* Begin *
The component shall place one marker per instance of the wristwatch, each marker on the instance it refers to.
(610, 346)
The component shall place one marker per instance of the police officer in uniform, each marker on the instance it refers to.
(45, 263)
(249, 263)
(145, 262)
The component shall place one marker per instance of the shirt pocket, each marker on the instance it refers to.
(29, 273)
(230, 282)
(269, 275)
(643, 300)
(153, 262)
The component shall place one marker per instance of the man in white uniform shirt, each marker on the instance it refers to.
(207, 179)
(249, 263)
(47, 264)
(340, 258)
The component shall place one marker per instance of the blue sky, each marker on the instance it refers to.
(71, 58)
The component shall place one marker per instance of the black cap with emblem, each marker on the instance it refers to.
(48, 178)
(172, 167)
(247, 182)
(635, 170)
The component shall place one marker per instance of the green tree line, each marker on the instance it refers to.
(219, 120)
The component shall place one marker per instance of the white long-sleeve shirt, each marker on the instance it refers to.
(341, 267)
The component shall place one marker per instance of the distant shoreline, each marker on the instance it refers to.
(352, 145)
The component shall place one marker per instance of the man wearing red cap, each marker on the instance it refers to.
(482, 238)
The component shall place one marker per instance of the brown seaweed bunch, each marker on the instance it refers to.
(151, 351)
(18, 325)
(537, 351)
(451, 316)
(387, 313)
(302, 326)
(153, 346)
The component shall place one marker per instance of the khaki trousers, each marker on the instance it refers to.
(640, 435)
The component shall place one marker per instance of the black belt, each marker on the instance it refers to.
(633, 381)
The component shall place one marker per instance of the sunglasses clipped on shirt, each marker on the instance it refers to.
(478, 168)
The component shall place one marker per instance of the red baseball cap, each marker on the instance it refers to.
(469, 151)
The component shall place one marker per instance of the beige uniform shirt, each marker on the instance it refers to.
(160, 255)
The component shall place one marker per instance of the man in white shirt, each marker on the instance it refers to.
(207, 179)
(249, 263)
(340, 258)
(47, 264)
* End *
* Begin *
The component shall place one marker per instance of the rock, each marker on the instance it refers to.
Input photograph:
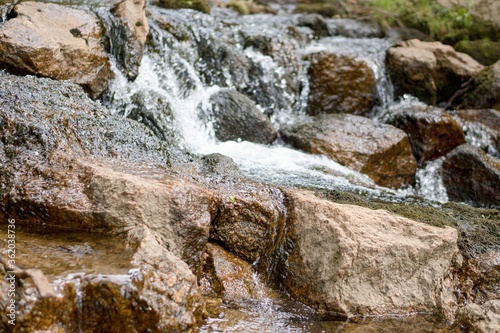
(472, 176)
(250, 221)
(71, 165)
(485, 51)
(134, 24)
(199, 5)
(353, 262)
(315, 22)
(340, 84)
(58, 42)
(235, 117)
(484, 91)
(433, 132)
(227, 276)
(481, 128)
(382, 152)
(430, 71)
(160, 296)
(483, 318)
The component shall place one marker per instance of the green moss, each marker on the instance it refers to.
* End *
▶ **TASK TO COMPLETE**
Copy out the material above word for word, from the line with "the rock, each" up to and including the line with "green moss, each". Leave out the picture.

▶ **FINAL ANSWER**
The component shall place one marker per instance of the rock, each marker on the instance it refers to.
Input photograph:
(472, 176)
(250, 221)
(71, 165)
(485, 51)
(134, 24)
(199, 5)
(353, 262)
(315, 22)
(340, 84)
(58, 42)
(235, 117)
(484, 91)
(433, 132)
(227, 276)
(481, 128)
(382, 152)
(430, 71)
(160, 296)
(483, 318)
The component shall place one marker per instance of the green moss, each marker on the instance it refers to.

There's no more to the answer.